━━ TASK INPUT ━━
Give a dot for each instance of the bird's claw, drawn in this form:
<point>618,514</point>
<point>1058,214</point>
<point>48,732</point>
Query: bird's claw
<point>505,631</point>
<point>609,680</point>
━━━
Rewrite the rows above, substituting "bird's talon" for every occurrence of "bird's claw" and leaving everything else unchanged.

Give a dot for each instance of the bird's talon, drawn in this form:
<point>618,514</point>
<point>1058,214</point>
<point>48,732</point>
Query: bird's talon
<point>505,631</point>
<point>609,680</point>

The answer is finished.